> ACTIVITIES:
1) In the discussion of GCC profiling below, what name does the dump file now get in place of t.gcda?
2) For each statement about the GCC profiling discussion below, say whether it agrees with the text. Answer yes or no, and quote the deciding words.
(a) The script cmd trains the program twice with the same inputs in the same order.
(b) The only current usage lives in get_nth_most_common_value.
(c) The writer considers the testcase unrealistic.
3) Output the part of the GCC profiling discussion that begins at the words "This is becuase" and stops after the words "or stringops size.".

> EXERCISE TEXT:
> On 1/20/21 5:00 PM, Jan Hubicka wrote:
> > There are two thinks that I would like to discuss first
> >   1) I think the option is stil used for value profiling of divisors
> 
> It's not. Right now the only usage lives in get_nth_most_common_value which
> is an entry point being used for stringops, indirect call and divmod 
> histograms.

I see, you replaced the implementation here as well (not only for
indirect calls).  I am attaching testcase that demonstrates the
reproducibility issue on divmod tracking.

Script cmd compiles t.c and trains it twice with same inputs but
different order.  On GCC10 in tumbleweed I get:

run 1
run 2
        cmpl    $257, %esi

So the first build does not specialize mod function for 257 while second
does.

cmd11 script does the same for trunk:

run 1   
        cmpl    $257, %esi
run 2

This also made me to notice that the following is currently broken:

hubicka@lomikamen-jh:/aux/hubicka/trunk-git/build3/gcc$ ./xgcc -B ./ -O2 
-fprofile-generate t.c
hubicka@lomikamen-jh:/aux/hubicka/trunk-git/build3/gcc$ ./a.out 10 10
hubicka@lomikamen-jh:/aux/hubicka/trunk-git/build3/gcc$ ./xgcc -B ./ -O2 
-fprofile-use t.c -S

This is becuase we now call the dump file a-t.gcda instead of t.gcda
that seems unintentional change that probably can break some user
scripts.

I think this testcase is not so unrealistic especially in the context of
value profiling for divmod or stringops size.
> 
> >   2) it is not clear to me how the new counter establishes
> >   reproducibility for indiect calls that have more than 32 targets during
> >   the train run.

> EXERCISE DATA:
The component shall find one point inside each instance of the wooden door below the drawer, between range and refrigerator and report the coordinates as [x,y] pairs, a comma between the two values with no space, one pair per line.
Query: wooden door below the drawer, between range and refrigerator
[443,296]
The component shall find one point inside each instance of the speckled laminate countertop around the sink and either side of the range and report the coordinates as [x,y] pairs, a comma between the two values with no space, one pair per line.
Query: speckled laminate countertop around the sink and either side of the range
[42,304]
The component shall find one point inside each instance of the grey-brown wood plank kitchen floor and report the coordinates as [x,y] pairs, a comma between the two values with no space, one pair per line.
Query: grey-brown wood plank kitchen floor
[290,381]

> EXPECTED RESULTS:
1) a-t.gcda

2)
(a) No: "trains it twice with same inputs but different order"
(b) Yes: "Right now the only usage lives in get_nth_most_common_value"
(c) No: "I think this testcase is not so unrealistic"

3)
This is becuase we now call the dump file a-t.gcda instead of t.gcda
that seems unintentional change that probably can break some user
scripts.

I think this testcase is not so unrealistic especially in the context of
value profiling for divmod or stringops size.